Conjunto de tarefas:
(a) Reproduza sem alterações o trecho do texto sobre a desqualificação das boxeadoras, de "Quando as boxeadoras" a "apagada dos registros.".
(b) Resuma em duas frases o texto sobre a desqualificação das boxeadoras.

--- Texto fornecido ---

Quando as boxeadoras foram reprovadas?
Khelif e Lin foram desqualificadas do campeonato mundial feminino de 2023 em Nova Déli. A IBA decidiu que a dupla não era elegível para competir após testes de gênero, em defesa “da integridade da competição”. Khelif havia vencido a boxeadora russa Azalia Amineva nas quartas de final e foi desqualificada antes da última luta, quando disputaria a medalha de ouro.
Até o momento, a IBA não detalhou os testes aplicados nas atletas. Kremlev afirmou à mídia russa que testes de DNA “provaram que elas têm cromossomos XY” e que “tentaram enganar seus colegas e fingiram ser mulheres”. Com a desclassificação de Khelif, a derrota da russa Amineva foi apagada dos registros.
A notícia da reprovação nos testes de gênero só ganhou destaque poucos dias antes da primeira luta olímpica de Khelif em Paris.
Resposta do COI à IBA
O COI enfatizou que o caso não se trata de atletas transgêneros e questionou a legitimidade dos testes “arbitrários” da IBA, sugerindo que eles podem ter sido influenciados por insatisfação com os resultados do Mundial de Boxe de 2023.
O diretor de comunicação do COI, Mark Adams, disse que os testes não eram legítimos. “Não temos conhecimento de quais foram os testes, eles foram montados da noite para o dia”, afirmou.
Na quinta-feira, Adams destacou que “o teste de testosterona não é perfeito” e que “muitas mulheres podem ter testosterona em níveis masculinos e ainda serem mulheres”.
O COI inicialmente afirmou que Khelif tinha “níveis elevados de testosterona”, mas depois excluiu essa informação, reconhecendo que foi tomada como um “fato”. O Comitê precisou emitir uma nota de correção, ajustando a declaração sobre a condição das atletas.

--- Itens extraídos ---

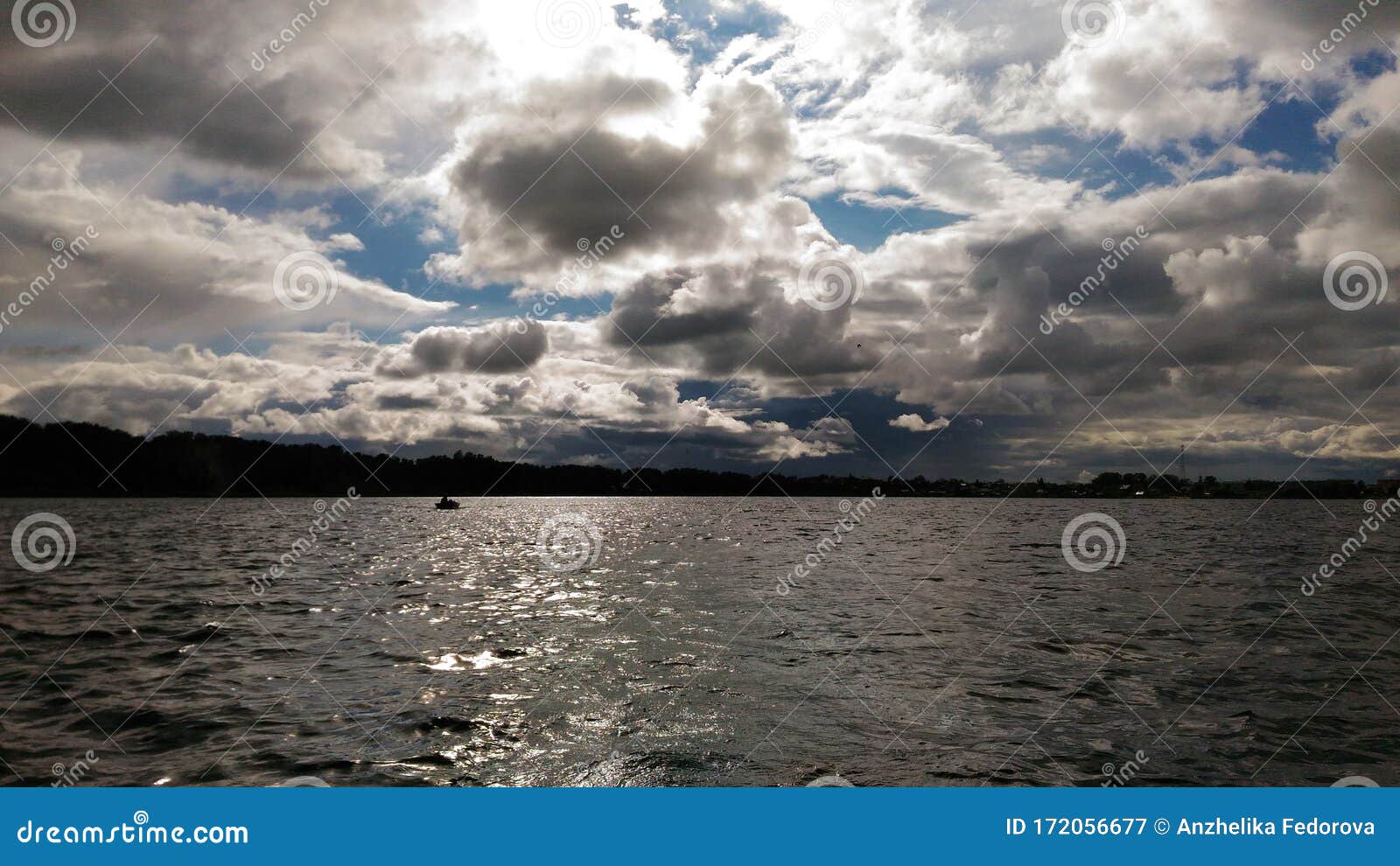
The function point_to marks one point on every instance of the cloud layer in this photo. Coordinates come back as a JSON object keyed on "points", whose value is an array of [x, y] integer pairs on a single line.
{"points": [[905, 238]]}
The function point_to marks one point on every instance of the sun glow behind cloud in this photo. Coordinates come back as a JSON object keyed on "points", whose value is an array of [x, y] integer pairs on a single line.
{"points": [[738, 234]]}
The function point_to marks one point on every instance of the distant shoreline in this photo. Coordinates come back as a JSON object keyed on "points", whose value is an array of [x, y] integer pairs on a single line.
{"points": [[88, 460]]}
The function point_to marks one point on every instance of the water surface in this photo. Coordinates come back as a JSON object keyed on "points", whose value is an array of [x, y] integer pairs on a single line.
{"points": [[942, 642]]}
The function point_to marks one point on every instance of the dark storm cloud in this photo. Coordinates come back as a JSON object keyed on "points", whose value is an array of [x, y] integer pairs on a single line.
{"points": [[718, 319], [581, 178]]}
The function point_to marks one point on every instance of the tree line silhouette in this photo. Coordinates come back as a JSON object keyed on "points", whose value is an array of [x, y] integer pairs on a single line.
{"points": [[76, 459]]}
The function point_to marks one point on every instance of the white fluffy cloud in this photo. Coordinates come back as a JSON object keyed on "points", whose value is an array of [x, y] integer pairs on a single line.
{"points": [[653, 181]]}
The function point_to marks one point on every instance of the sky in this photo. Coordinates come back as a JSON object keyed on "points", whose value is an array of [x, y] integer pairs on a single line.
{"points": [[952, 238]]}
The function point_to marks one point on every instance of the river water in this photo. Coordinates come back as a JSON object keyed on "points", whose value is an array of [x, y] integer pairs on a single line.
{"points": [[648, 641]]}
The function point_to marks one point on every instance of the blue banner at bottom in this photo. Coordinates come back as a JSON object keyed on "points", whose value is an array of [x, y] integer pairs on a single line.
{"points": [[696, 826]]}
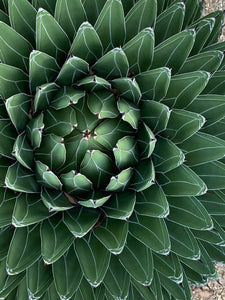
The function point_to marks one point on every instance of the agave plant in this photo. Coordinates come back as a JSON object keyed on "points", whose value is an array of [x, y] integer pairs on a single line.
{"points": [[112, 132]]}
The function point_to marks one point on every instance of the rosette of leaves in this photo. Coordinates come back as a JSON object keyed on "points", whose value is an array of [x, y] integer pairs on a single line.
{"points": [[112, 176]]}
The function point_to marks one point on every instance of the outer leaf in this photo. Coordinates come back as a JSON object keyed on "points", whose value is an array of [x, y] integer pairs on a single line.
{"points": [[152, 232], [24, 249], [55, 239], [95, 267]]}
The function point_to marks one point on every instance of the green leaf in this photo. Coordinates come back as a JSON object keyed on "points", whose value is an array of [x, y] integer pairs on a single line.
{"points": [[213, 174], [69, 14], [87, 44], [166, 156], [187, 246], [24, 249], [45, 177], [81, 220], [155, 115], [141, 15], [139, 51], [23, 18], [29, 210], [112, 234], [12, 81], [73, 69], [173, 52], [39, 277], [182, 125], [44, 94], [50, 37], [184, 88], [152, 232], [119, 182], [34, 130], [117, 280], [121, 205], [21, 180], [152, 202], [144, 175], [110, 22], [137, 260], [95, 267], [182, 181], [189, 212], [154, 83], [52, 151], [43, 68], [126, 152], [171, 19], [14, 49], [17, 107], [64, 268], [55, 239], [113, 64]]}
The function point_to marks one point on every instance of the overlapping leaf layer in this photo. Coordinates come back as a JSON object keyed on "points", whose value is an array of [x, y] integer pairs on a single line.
{"points": [[112, 148]]}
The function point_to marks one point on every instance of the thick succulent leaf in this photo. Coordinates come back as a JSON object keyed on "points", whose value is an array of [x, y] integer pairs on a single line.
{"points": [[14, 49], [158, 119], [87, 44], [144, 175], [45, 177], [43, 68], [24, 25], [39, 277], [52, 151], [12, 81], [166, 156], [182, 181], [187, 246], [202, 148], [34, 130], [182, 125], [150, 231], [17, 107], [66, 121], [24, 249], [120, 206], [44, 94], [55, 200], [81, 220], [137, 260], [173, 52], [154, 83], [112, 65], [189, 212], [126, 152], [50, 37], [75, 68], [152, 202], [184, 88], [141, 15], [213, 174], [55, 239], [20, 179], [127, 88], [171, 19], [110, 22], [68, 268], [117, 280], [112, 234], [139, 51], [94, 269], [29, 210], [69, 14]]}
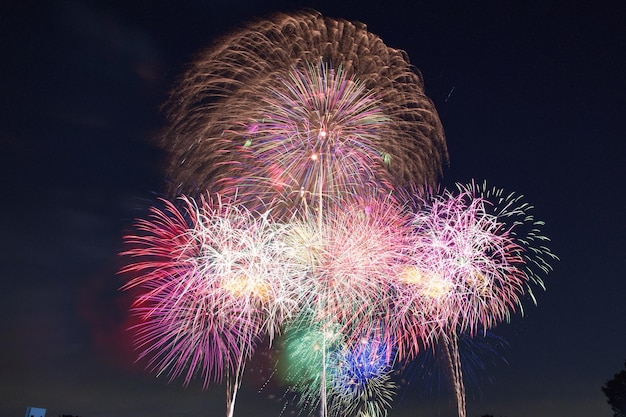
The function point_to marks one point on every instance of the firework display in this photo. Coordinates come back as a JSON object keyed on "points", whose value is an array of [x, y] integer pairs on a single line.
{"points": [[293, 141]]}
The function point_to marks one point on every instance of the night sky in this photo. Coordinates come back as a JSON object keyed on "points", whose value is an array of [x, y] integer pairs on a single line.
{"points": [[532, 95]]}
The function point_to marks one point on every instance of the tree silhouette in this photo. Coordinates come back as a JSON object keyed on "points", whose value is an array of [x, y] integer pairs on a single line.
{"points": [[615, 391]]}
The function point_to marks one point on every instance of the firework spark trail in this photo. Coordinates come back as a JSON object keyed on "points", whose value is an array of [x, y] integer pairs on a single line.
{"points": [[213, 281], [251, 77], [306, 125]]}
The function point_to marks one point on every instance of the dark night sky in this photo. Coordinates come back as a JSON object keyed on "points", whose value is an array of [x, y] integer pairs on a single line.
{"points": [[532, 95]]}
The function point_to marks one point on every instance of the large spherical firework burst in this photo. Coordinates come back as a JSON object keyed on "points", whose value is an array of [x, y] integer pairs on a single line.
{"points": [[467, 270], [360, 376], [312, 90], [212, 281], [351, 253]]}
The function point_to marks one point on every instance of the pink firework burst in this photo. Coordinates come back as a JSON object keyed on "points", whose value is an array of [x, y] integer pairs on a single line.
{"points": [[212, 281], [351, 253], [465, 271]]}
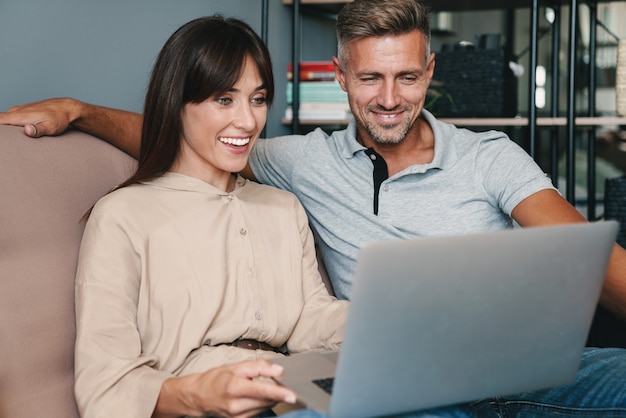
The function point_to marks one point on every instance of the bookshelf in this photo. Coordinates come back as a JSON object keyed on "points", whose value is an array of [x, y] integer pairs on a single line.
{"points": [[572, 122]]}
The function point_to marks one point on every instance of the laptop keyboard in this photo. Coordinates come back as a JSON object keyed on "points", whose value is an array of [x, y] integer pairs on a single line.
{"points": [[325, 384]]}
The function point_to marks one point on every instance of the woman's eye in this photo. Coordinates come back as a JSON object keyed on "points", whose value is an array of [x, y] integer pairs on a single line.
{"points": [[259, 100]]}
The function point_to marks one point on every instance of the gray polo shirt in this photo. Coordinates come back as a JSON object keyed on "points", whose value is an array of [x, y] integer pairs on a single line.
{"points": [[473, 183]]}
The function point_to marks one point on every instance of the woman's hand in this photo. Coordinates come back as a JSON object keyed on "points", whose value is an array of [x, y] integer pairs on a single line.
{"points": [[229, 391], [47, 117]]}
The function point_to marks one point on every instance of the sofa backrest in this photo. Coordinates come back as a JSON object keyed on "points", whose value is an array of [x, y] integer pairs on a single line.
{"points": [[46, 185]]}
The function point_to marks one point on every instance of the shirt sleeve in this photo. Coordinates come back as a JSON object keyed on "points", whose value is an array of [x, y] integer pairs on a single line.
{"points": [[509, 174], [113, 377], [321, 323], [273, 160]]}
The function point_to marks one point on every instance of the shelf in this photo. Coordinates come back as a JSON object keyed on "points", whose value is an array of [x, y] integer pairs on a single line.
{"points": [[521, 121], [334, 6]]}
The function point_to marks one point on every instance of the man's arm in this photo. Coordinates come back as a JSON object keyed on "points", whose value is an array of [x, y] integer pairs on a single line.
{"points": [[547, 207], [54, 116]]}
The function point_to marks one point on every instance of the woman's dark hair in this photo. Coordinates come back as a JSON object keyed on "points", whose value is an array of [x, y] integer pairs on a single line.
{"points": [[202, 58]]}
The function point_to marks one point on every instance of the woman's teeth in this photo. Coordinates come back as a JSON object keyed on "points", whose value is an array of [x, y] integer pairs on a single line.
{"points": [[238, 142]]}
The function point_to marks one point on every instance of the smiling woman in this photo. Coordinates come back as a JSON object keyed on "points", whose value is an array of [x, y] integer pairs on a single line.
{"points": [[182, 274]]}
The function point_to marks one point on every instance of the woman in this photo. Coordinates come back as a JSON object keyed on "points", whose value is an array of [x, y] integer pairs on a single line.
{"points": [[187, 267]]}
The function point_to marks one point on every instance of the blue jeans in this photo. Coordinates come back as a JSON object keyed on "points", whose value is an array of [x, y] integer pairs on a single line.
{"points": [[599, 391]]}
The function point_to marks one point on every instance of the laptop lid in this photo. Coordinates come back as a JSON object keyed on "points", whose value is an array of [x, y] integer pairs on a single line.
{"points": [[444, 320]]}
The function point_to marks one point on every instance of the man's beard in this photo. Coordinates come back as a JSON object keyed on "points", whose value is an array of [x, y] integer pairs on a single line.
{"points": [[381, 134]]}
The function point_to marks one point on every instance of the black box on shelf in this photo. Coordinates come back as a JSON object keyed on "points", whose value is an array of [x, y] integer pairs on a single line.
{"points": [[472, 82]]}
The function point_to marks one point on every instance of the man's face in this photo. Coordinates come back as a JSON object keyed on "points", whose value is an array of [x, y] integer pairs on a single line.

---

Respostas por tarefa:
(a)
Quando as boxeadoras foram reprovadas?
Khelif e Lin foram desqualificadas do campeonato mundial feminino de 2023 em Nova Déli. A IBA decidiu que a dupla não era elegível para competir após testes de gênero, em defesa “da integridade da competição”. Khelif havia vencido a boxeadora russa Azalia Amineva nas quartas de final e foi desqualificada antes da última luta, quando disputaria a medalha de ouro.
Até o momento, a IBA não detalhou os testes aplicados nas atletas. Kremlev afirmou à mídia russa que testes de DNA “provaram que elas têm cromossomos XY” e que “tentaram enganar seus colegas e fingiram ser mulheres”. Com a desclassificação de Khelif, a derrota da russa Amineva foi apagada dos registros.

(b) Khelif e Lin foram desqualificadas do campeonato mundial feminino de 2023 em Nova Déli depois que a IBA, sem detalhar os testes aplicados, as considerou inelegíveis com base em testes de gênero. O COI questionou a legitimidade desses testes, que seu diretor de comunicação, Mark Adams, disse não serem legítimos, e teve de emitir uma nota de correção após afirmar inicialmente que Khelif tinha níveis elevados de testosterona.